+++ INPUT RECORDS
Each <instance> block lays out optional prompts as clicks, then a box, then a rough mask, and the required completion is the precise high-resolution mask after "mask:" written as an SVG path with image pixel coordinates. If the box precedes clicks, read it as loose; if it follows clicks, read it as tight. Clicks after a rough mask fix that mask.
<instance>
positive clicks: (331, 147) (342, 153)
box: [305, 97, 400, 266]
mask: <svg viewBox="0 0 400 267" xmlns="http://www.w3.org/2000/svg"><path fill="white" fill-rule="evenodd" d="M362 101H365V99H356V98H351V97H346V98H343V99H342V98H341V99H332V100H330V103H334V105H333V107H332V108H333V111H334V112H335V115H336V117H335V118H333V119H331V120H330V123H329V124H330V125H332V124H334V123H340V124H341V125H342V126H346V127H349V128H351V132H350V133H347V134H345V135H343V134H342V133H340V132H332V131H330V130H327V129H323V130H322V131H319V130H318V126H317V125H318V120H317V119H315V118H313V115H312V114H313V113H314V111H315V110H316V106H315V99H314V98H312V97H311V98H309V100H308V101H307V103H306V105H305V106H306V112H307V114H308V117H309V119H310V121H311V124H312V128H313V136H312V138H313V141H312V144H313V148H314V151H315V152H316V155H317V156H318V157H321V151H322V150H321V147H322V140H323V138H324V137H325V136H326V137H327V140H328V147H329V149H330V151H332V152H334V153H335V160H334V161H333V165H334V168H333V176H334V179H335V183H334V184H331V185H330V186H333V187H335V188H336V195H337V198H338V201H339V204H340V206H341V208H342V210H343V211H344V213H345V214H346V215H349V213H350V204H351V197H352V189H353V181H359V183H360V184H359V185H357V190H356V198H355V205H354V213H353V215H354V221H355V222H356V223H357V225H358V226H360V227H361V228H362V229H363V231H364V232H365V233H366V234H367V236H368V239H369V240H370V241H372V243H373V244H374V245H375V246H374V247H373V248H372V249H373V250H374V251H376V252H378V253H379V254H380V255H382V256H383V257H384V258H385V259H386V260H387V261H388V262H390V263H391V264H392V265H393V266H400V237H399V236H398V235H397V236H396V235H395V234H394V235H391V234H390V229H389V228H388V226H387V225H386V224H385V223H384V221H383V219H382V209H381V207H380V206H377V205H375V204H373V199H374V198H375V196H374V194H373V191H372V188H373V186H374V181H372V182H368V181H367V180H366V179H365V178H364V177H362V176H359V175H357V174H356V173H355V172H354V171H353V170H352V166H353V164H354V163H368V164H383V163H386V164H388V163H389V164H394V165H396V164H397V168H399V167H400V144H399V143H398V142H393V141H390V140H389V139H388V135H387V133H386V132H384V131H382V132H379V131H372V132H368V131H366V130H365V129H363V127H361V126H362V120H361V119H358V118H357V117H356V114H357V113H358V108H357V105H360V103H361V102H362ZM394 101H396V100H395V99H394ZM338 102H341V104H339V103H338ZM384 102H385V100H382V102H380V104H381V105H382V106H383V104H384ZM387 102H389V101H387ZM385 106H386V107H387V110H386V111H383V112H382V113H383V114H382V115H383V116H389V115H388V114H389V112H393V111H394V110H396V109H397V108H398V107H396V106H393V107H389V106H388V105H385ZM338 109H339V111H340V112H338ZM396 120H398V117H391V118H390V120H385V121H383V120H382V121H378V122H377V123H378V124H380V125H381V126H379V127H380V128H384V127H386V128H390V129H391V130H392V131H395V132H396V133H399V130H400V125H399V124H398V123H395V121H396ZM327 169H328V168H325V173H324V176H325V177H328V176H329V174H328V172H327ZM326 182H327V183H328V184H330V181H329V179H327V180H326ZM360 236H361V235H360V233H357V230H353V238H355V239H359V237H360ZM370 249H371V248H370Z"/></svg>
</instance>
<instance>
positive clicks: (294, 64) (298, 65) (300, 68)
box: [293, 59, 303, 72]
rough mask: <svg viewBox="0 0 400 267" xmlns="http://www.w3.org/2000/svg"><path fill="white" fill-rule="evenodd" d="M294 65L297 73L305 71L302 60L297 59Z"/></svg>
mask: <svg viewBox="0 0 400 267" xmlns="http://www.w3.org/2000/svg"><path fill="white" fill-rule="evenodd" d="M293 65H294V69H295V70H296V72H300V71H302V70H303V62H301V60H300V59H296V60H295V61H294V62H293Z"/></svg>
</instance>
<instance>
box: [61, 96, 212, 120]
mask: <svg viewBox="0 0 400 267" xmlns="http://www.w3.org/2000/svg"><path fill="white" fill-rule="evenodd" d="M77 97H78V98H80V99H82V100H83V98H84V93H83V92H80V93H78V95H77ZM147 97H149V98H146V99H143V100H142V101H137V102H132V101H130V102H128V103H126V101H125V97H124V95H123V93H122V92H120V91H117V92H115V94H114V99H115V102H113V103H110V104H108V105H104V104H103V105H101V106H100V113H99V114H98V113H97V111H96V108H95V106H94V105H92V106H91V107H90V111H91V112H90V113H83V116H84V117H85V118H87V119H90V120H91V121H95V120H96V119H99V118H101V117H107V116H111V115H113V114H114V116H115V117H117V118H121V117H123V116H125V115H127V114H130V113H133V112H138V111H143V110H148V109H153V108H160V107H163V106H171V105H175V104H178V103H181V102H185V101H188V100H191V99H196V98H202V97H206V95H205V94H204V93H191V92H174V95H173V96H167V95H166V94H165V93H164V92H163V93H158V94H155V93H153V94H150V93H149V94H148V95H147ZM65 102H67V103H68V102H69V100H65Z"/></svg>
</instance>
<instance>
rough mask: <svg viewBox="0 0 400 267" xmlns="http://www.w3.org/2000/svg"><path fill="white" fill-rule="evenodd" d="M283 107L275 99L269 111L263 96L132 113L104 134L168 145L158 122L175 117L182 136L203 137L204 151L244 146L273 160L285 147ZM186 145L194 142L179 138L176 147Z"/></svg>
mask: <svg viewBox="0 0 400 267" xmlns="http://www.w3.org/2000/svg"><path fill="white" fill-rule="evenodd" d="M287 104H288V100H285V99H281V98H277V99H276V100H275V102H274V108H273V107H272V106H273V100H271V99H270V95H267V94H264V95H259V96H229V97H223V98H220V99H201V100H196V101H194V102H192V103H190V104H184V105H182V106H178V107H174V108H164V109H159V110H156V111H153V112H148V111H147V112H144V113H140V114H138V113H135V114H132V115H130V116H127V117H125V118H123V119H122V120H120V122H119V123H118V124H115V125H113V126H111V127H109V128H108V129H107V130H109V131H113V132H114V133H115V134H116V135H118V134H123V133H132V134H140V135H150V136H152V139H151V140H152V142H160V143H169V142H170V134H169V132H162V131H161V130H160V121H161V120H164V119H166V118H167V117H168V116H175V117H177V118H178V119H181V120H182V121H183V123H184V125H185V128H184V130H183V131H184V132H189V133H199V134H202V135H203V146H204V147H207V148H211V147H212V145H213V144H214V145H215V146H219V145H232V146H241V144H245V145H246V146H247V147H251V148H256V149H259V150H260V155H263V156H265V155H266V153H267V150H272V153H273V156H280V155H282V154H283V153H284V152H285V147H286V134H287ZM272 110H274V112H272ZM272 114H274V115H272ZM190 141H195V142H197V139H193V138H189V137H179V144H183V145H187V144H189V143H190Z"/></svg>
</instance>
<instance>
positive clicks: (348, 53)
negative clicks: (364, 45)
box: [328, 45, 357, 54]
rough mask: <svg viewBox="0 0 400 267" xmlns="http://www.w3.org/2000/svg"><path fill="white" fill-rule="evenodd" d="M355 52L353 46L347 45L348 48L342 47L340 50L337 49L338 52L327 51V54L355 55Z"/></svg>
++++++
TASK STATEMENT ▸
All that is needed is a number: how many lines in the data above contain the string "positive".

OUTPUT ▸
3